**Written exercise**
Reproduce the entries below, starting at the line that contains "the concrete driveway" and ending at the last line of the entries, with each request kept in place. Offset every x and y coordinate in the answers by -105.

**Available records**
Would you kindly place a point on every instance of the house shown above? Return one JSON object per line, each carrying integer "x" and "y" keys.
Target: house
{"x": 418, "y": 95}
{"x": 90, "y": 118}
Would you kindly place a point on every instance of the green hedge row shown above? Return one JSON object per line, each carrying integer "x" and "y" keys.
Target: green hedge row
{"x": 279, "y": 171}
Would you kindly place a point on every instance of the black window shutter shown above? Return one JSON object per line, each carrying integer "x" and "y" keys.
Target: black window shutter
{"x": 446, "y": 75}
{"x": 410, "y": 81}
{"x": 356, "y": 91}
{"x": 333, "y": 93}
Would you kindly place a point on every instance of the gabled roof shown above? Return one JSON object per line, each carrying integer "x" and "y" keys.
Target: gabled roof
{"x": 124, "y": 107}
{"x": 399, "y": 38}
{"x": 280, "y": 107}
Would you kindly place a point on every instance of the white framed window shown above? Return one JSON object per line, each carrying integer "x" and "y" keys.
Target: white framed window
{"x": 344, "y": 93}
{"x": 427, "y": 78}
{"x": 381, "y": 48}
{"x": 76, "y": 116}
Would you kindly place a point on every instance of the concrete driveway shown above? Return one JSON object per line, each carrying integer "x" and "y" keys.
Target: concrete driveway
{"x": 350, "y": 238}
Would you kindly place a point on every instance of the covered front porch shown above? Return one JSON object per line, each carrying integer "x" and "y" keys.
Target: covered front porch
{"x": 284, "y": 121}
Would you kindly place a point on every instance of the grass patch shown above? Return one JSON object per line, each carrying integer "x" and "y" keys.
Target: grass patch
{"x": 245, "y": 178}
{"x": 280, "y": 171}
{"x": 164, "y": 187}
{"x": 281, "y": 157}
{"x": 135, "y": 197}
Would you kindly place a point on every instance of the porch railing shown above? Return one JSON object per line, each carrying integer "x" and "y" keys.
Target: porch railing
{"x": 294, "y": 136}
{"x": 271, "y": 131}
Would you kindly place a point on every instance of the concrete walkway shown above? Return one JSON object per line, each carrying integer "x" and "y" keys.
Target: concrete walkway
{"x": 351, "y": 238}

**Solution to this exercise**
Would you kindly place a point on every instance of the concrete driveway shown above? Return one JSON object per line, each carrying integer "x" and "y" keys.
Target: concrete driveway
{"x": 245, "y": 133}
Would you kindly place a point on every instance of the covered front porch shown above? Return one JSON object per line, each carrying integer "x" and "y" keys.
Target: covered front porch
{"x": 179, "y": 16}
Would you kindly place a point on every instance of the grass patch shown above? Return one JSON object per line, each carrying integer "x" and "y" keys.
Target: grass patch
{"x": 140, "y": 73}
{"x": 175, "y": 66}
{"x": 59, "y": 82}
{"x": 176, "y": 52}
{"x": 30, "y": 92}
Would you kindly place a point on every instance of the porch railing shown above? Return one JSON object per line, each carrying integer "x" and "y" keys.
Target: porch railing
{"x": 189, "y": 31}
{"x": 166, "y": 26}
Would you kindly place a point on every instance of the concrete walkway shown above? Return one JSON object per line, each carrying integer "x" and "y" keys.
Target: concrete walkway
{"x": 246, "y": 133}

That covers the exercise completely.